◆ **What you are asked to do**
Between the line containing "[[514, 313], [520, 205], [461, 56]]" and the line containing "of the bollard" lies a run of lines; give that run again exactly, with both of those lines, and nothing else from the entries below.

◆ **Data excerpts**
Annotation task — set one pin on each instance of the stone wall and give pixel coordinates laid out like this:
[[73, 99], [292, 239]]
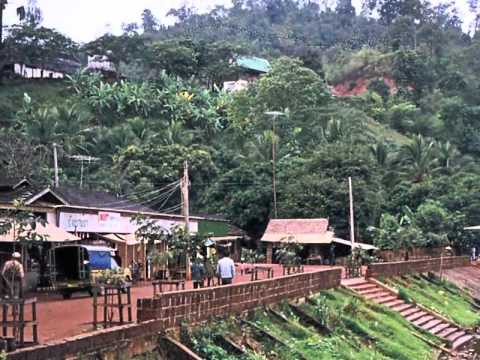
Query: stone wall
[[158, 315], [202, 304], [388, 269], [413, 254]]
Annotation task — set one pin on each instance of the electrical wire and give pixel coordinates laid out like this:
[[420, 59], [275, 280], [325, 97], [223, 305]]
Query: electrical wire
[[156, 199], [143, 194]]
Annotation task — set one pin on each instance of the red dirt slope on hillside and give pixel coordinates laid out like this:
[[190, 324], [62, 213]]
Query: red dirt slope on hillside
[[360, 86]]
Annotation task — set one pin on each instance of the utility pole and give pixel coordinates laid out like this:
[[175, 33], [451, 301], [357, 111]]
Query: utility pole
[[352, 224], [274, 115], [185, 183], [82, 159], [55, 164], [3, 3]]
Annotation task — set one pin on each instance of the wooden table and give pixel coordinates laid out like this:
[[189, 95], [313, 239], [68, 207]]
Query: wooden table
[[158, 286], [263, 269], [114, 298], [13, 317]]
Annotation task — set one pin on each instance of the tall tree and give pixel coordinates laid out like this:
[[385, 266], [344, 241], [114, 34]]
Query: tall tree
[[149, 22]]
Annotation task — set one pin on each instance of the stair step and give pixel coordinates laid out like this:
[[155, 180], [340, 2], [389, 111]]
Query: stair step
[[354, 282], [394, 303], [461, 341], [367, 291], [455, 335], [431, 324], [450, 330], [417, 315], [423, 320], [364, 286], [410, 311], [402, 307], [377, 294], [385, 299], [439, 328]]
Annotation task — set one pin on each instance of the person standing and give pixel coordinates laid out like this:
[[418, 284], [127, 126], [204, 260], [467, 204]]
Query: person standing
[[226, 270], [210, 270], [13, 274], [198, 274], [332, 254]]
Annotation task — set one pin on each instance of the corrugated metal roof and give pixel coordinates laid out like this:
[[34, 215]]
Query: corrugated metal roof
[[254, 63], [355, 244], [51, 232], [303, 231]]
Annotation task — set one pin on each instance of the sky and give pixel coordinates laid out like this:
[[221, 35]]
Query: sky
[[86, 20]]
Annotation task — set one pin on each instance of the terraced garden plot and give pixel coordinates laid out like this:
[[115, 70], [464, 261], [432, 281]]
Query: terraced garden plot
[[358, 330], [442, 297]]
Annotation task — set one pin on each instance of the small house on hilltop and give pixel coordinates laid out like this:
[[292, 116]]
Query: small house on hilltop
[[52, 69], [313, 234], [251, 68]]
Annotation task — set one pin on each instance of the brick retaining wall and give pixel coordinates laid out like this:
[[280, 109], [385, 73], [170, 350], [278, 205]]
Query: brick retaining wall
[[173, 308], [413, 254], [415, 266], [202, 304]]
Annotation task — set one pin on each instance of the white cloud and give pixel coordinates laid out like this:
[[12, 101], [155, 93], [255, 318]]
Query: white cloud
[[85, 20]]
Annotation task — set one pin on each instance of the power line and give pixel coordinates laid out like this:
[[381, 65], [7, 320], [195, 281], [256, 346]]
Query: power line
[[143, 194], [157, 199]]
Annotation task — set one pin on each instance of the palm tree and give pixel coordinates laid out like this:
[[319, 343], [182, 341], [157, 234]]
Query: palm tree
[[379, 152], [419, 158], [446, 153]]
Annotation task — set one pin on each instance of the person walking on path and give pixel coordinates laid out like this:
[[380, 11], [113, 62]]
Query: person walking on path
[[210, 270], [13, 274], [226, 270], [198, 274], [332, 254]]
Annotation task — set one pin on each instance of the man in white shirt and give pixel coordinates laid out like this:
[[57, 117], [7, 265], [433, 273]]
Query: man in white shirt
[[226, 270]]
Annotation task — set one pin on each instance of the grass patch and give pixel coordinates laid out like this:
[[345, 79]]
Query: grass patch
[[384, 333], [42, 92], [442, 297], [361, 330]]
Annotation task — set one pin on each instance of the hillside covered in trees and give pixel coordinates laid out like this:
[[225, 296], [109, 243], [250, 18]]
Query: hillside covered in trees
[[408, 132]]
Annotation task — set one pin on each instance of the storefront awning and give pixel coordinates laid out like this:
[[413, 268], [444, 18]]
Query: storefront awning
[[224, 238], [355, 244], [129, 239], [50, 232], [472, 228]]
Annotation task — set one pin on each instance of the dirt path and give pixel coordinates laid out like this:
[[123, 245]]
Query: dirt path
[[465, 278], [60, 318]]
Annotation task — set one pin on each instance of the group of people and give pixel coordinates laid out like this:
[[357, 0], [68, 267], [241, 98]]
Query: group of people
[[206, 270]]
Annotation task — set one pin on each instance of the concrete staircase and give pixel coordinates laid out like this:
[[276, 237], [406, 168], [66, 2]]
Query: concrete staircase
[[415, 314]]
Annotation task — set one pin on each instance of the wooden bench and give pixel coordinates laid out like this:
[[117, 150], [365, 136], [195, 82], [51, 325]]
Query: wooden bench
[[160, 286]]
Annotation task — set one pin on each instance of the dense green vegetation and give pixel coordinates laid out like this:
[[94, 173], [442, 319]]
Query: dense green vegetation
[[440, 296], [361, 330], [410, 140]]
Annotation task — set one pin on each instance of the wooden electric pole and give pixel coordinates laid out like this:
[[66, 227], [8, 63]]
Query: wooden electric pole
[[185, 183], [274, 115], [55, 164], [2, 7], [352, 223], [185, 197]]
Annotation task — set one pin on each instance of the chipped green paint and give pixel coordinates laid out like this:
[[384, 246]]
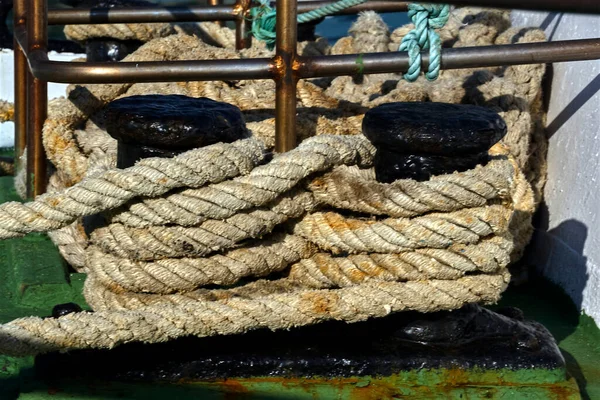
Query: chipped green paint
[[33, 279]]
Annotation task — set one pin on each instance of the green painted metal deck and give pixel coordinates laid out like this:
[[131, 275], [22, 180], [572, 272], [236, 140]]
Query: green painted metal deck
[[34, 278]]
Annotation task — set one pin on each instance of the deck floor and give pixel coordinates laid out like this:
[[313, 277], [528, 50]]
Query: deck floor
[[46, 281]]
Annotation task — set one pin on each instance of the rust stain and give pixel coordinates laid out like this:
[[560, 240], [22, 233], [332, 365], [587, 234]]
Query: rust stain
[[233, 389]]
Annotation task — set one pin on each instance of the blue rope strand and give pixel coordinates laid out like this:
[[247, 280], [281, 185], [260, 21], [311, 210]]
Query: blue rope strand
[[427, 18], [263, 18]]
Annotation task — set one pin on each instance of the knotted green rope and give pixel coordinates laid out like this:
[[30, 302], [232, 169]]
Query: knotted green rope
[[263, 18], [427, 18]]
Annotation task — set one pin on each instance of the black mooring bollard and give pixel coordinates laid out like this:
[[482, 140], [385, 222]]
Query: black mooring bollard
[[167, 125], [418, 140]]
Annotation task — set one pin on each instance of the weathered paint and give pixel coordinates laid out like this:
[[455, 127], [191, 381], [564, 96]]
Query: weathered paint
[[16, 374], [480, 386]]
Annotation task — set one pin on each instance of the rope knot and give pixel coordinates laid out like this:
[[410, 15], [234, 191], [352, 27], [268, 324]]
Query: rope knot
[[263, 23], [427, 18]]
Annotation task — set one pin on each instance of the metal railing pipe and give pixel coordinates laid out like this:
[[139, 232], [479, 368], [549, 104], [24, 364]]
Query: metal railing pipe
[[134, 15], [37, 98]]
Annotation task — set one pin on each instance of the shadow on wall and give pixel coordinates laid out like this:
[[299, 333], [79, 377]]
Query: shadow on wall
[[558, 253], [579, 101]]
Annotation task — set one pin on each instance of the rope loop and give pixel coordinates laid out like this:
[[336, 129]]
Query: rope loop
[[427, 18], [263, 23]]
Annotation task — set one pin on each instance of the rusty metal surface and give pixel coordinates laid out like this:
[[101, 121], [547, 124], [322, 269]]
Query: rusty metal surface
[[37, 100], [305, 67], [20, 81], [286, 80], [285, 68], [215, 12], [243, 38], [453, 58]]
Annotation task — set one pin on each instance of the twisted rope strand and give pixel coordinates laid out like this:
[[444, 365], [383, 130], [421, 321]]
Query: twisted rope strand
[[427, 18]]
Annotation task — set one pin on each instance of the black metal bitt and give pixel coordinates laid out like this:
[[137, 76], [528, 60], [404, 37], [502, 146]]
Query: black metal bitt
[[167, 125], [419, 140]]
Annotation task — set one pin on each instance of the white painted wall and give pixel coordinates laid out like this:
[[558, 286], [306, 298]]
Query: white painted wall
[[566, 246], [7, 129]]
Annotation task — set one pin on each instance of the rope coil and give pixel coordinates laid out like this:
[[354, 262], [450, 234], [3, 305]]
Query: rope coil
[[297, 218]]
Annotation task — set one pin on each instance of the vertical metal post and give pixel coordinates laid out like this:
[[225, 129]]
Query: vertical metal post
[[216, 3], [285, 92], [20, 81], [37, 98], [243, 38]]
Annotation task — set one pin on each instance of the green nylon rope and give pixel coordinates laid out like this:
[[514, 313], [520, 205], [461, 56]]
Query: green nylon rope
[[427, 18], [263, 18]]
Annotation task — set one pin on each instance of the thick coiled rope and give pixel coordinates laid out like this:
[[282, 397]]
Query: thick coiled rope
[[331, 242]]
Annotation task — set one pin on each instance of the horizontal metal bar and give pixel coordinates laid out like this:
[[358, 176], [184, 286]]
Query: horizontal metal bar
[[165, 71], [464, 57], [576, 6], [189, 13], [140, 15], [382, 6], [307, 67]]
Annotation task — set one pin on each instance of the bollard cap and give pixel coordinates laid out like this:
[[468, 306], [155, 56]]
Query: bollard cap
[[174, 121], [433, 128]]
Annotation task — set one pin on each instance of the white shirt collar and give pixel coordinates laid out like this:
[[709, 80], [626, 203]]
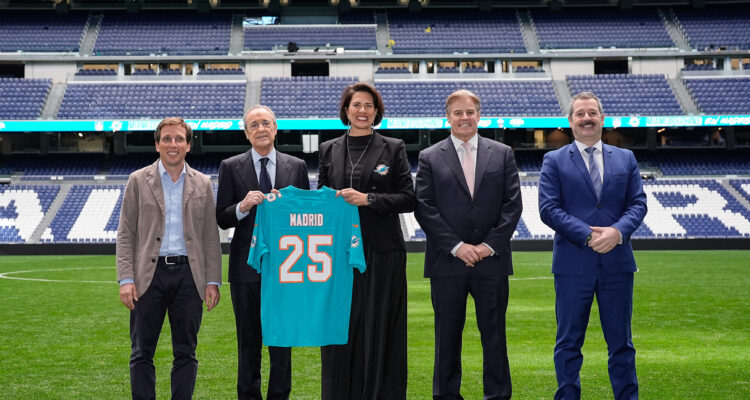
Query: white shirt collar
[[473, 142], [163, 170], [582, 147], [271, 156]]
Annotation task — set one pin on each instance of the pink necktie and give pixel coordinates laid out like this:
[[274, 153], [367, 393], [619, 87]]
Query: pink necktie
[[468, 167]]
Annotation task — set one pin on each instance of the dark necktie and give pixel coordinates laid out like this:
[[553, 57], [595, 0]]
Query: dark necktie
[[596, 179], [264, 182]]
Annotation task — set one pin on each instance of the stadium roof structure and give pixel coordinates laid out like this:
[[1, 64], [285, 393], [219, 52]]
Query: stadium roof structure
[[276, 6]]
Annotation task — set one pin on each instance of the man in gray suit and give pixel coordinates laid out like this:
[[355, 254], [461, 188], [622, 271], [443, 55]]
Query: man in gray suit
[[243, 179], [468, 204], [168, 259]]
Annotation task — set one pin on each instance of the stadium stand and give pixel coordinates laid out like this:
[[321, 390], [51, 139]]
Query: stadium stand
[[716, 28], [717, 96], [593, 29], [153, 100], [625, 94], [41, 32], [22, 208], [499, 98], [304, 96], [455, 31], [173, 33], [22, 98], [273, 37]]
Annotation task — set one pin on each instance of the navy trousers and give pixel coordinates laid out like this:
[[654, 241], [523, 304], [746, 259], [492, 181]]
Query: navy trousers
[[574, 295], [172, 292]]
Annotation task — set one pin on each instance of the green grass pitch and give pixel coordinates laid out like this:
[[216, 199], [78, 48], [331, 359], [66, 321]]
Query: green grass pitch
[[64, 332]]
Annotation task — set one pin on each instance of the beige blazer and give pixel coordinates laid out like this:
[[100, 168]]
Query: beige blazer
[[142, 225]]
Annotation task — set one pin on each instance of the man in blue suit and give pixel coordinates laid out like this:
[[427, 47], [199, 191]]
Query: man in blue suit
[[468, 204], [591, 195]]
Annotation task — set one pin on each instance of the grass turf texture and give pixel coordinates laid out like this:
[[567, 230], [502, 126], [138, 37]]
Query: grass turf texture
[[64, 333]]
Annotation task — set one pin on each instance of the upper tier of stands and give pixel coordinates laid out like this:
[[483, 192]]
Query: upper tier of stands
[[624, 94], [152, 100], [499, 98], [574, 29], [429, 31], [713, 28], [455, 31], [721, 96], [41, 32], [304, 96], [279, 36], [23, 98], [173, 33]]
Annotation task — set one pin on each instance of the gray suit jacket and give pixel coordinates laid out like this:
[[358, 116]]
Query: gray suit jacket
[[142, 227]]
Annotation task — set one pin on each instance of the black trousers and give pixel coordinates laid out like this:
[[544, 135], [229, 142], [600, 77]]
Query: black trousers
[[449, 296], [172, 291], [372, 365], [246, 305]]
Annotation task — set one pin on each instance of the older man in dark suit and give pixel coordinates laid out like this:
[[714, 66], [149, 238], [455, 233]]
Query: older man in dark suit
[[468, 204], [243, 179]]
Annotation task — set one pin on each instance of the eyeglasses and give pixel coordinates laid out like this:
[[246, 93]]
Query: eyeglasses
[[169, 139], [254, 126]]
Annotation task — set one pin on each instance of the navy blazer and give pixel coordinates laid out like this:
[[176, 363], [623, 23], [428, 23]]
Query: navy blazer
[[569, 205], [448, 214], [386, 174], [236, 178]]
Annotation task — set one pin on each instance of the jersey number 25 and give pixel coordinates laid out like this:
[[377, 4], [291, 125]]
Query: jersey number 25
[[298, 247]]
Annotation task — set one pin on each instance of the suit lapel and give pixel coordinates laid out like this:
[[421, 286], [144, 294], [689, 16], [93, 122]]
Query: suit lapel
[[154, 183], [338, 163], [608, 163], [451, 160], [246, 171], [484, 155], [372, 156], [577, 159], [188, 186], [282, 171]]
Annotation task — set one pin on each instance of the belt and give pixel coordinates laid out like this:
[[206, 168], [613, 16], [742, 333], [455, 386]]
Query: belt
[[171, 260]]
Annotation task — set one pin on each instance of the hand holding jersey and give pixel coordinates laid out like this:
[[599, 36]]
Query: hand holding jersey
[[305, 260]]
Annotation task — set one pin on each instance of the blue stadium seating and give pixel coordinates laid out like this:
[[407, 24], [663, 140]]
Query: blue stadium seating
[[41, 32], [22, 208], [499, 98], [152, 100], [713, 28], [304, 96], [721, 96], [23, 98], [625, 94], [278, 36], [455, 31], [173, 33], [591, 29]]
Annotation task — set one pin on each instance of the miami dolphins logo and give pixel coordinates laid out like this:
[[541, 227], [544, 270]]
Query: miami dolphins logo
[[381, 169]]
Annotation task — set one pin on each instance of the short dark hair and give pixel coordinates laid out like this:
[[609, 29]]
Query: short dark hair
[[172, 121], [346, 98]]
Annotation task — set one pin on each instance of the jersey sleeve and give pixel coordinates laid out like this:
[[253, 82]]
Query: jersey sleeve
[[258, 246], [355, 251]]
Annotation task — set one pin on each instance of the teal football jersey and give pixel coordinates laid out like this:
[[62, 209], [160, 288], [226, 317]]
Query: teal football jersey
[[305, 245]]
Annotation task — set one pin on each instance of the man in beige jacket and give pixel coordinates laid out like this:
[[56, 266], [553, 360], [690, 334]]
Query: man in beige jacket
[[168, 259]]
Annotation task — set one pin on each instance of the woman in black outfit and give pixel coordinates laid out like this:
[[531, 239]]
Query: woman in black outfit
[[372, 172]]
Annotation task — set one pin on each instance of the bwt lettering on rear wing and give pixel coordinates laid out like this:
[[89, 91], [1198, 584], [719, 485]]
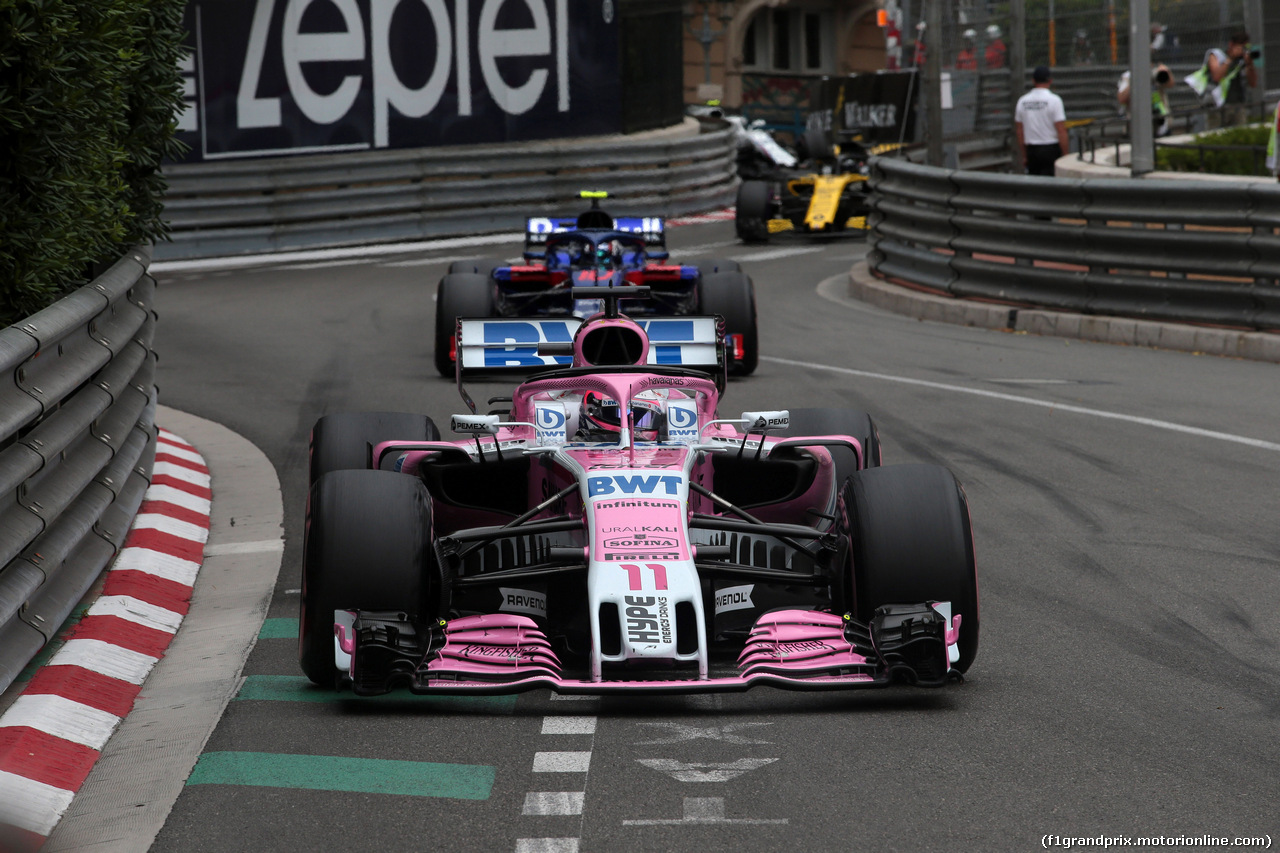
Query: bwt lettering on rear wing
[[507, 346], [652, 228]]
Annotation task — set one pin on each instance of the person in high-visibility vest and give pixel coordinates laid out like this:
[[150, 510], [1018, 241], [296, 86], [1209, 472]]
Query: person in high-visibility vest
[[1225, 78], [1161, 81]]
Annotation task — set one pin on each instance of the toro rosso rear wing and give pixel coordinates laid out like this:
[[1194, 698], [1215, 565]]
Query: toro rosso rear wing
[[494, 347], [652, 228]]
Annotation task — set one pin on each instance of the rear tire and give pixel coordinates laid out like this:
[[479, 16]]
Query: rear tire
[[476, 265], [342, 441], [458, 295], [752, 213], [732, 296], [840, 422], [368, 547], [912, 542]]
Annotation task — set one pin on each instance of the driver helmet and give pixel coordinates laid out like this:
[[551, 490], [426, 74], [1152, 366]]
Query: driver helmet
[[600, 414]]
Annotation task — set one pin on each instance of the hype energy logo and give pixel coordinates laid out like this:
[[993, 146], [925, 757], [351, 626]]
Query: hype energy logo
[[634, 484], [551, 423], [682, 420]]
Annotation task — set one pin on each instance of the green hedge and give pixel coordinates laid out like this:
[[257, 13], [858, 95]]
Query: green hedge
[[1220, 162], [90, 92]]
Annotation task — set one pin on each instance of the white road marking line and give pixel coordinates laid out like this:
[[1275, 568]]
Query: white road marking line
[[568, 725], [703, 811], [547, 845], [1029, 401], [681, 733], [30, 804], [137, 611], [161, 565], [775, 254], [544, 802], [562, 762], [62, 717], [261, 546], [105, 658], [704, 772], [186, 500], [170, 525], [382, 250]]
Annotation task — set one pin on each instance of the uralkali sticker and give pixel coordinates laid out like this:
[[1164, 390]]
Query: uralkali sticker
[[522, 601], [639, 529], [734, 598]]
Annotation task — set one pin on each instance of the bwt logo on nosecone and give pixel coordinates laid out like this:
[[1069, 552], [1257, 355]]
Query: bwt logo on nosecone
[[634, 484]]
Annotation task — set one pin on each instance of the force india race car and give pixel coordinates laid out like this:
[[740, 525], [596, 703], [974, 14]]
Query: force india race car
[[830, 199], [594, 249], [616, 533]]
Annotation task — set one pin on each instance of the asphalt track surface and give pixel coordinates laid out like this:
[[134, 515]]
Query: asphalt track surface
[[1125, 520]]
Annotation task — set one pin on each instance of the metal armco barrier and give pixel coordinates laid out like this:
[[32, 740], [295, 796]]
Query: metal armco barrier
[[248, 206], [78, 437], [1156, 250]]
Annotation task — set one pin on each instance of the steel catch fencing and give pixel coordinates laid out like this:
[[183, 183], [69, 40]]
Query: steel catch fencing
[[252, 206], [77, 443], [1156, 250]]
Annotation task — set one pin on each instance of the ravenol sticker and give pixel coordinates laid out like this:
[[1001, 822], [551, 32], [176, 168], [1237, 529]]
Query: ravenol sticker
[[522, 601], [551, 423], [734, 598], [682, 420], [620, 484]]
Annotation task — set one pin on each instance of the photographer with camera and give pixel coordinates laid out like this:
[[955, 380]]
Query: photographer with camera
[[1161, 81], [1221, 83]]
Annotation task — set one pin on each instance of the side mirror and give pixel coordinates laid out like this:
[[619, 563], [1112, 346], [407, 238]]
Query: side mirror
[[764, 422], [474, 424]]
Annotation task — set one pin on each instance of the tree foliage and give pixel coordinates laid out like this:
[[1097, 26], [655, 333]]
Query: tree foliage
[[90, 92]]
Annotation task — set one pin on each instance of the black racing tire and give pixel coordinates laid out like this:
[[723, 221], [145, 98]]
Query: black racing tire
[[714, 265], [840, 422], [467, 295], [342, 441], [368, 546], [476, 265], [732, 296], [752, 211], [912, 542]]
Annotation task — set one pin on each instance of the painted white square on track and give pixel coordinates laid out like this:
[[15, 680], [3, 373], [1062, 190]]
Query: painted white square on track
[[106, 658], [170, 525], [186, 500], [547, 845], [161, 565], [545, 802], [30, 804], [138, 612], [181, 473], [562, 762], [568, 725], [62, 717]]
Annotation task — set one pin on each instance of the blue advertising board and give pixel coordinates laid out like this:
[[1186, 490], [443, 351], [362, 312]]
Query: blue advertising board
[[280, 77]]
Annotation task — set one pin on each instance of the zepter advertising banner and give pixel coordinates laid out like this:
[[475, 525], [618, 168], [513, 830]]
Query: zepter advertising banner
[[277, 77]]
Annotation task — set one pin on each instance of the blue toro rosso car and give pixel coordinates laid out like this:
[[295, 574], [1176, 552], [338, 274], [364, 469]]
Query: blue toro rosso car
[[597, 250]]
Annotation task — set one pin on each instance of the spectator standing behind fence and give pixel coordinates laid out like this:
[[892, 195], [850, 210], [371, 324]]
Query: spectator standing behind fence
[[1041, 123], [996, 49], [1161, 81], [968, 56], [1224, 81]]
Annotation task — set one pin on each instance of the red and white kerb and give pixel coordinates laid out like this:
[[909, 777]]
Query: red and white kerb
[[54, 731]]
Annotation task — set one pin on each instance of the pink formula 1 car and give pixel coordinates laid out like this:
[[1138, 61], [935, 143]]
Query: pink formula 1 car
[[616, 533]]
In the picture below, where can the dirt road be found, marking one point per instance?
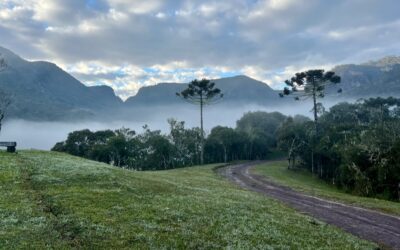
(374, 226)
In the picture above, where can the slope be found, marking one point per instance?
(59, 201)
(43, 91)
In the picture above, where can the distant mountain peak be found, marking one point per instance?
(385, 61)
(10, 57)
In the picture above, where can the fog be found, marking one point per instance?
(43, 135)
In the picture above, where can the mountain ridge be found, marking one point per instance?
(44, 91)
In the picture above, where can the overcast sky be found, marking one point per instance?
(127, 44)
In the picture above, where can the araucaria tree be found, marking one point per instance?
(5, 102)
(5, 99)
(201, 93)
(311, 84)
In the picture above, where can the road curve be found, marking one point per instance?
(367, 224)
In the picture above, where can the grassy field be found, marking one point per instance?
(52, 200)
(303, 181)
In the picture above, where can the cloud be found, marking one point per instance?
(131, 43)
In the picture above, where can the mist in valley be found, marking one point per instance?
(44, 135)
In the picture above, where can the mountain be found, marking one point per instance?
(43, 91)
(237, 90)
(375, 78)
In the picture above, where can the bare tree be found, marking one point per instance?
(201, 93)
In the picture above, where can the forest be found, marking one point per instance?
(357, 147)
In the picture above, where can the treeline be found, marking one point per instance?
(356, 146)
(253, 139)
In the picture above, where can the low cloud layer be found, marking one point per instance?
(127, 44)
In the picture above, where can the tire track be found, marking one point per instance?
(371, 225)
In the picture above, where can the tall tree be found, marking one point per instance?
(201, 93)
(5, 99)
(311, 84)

◆ **Solved exercise**
[[514, 313], [520, 205], [461, 56]]
Query: green nylon rope
[[427, 18], [263, 18]]
Annotation task — set one pin on each instance of the thick coiled rope and give pixel coordinates laid out like this:
[[282, 397]]
Query: thick coiled rope
[[331, 242]]
Annotation task — set one pin on each instance of the horizontal metal bar and give pixel coordinates laid out like this:
[[358, 176], [184, 286]]
Query: horizontal metal bar
[[165, 71], [464, 57], [576, 6], [189, 13], [140, 15], [382, 6], [307, 67]]
Annotation task — set one pin on each instance of the bollard cap and give pixel coordinates laid out like this:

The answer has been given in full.